> [Short problem]
Could every line of the data be printed exactly as it reads?

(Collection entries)
START
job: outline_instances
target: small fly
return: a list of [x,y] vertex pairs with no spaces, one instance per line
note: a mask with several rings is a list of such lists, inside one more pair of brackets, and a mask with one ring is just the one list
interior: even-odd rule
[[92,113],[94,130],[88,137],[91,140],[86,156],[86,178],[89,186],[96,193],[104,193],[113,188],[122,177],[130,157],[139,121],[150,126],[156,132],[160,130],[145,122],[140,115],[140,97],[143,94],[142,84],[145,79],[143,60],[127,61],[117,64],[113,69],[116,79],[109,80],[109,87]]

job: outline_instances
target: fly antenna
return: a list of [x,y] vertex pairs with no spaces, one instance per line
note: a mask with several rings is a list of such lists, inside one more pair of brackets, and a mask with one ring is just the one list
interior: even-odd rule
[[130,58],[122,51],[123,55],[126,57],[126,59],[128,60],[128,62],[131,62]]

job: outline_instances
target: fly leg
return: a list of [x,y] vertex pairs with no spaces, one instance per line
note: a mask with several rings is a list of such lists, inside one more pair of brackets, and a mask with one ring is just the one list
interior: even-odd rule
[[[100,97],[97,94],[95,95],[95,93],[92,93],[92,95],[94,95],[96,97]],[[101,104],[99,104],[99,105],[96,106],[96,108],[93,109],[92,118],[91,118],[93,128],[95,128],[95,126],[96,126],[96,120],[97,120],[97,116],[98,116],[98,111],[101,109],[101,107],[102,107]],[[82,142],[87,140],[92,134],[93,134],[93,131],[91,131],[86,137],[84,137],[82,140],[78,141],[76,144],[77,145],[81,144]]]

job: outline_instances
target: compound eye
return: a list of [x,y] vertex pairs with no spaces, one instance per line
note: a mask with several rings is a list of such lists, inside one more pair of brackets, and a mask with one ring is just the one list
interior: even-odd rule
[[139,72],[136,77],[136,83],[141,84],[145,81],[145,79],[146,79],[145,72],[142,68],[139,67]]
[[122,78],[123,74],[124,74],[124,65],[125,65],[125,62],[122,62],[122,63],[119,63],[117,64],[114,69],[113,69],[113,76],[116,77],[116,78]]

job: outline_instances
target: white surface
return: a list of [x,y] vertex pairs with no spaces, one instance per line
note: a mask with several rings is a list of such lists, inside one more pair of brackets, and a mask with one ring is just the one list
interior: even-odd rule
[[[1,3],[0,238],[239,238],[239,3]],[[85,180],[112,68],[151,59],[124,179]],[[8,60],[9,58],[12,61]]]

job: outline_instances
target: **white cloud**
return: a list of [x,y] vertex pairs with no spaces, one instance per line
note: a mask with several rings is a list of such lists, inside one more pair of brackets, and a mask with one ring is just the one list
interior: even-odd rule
END
> [Solution]
job: outline_instances
target: small fly
return: a list of [x,y] vertex pairs with no spaces, one instance per line
note: a mask with several rings is a list of such lists, inside one more pair of brackets, and a mask with one ring is just the one list
interior: even-odd rule
[[92,113],[94,130],[88,137],[91,140],[86,156],[86,178],[89,186],[96,193],[104,193],[113,188],[122,177],[130,157],[139,121],[150,126],[156,132],[160,130],[145,122],[140,115],[140,97],[143,94],[142,84],[145,79],[143,60],[127,61],[117,64],[113,69],[116,79],[109,80],[109,87]]

job: outline_instances
target: fly antenna
return: a list of [x,y] vertex pairs with no spaces, one instance per line
note: a mask with several rings is a list of such lists, inside one more pair of brackets, and a mask with one ring is just the one list
interior: even-odd rule
[[130,58],[122,51],[123,55],[126,57],[126,59],[128,60],[128,62],[131,62]]

job: outline_instances
target: fly leg
return: a list of [x,y] vertex pairs with no spaces, one instance per line
note: a mask with several rings is a list of such lists, inside one more pair of brackets, and a mask with one ring is just the one list
interior: even-odd rule
[[[100,97],[97,94],[95,95],[95,93],[92,93],[92,95],[94,95],[96,97]],[[101,104],[99,104],[99,105],[96,106],[96,108],[93,109],[92,118],[91,118],[93,128],[95,128],[95,126],[96,126],[96,120],[97,120],[97,116],[98,116],[98,111],[101,109],[101,107],[102,107]],[[82,142],[87,140],[92,134],[93,134],[93,131],[91,131],[86,137],[84,137],[82,140],[78,141],[76,144],[77,145],[81,144]]]

job: outline_instances
target: compound eye
return: a list of [x,y] vertex pairs with no spaces, one instance per line
note: a mask with several rings is a list of such lists, inside one more pair of brackets, and a mask with one ring is just the one list
interior: even-odd rule
[[139,72],[136,77],[136,83],[141,84],[145,81],[145,79],[146,79],[145,72],[142,68],[139,67]]
[[122,78],[123,74],[124,74],[124,65],[125,65],[125,62],[122,62],[122,63],[119,63],[117,64],[114,69],[113,69],[113,76],[116,77],[116,78]]

job: outline_instances
target: white surface
return: a list of [x,y] vertex pairs with no spaces, one instance per line
note: a mask with several rings is a list of such lists, inside one more pair of brackets, and a mask with one ring is just the one list
interior: even-odd rule
[[[1,3],[0,238],[239,238],[239,3]],[[85,180],[112,68],[151,59],[124,179]],[[8,60],[9,58],[12,61]]]

job: outline_instances
target: **white cloud**
return: a list of [x,y] vertex pairs with no spaces, one instance per line
note: a mask with several rings is a list of such lists, inside one more pair of brackets, and a mask with one ring is just the one list
interior: even-odd rule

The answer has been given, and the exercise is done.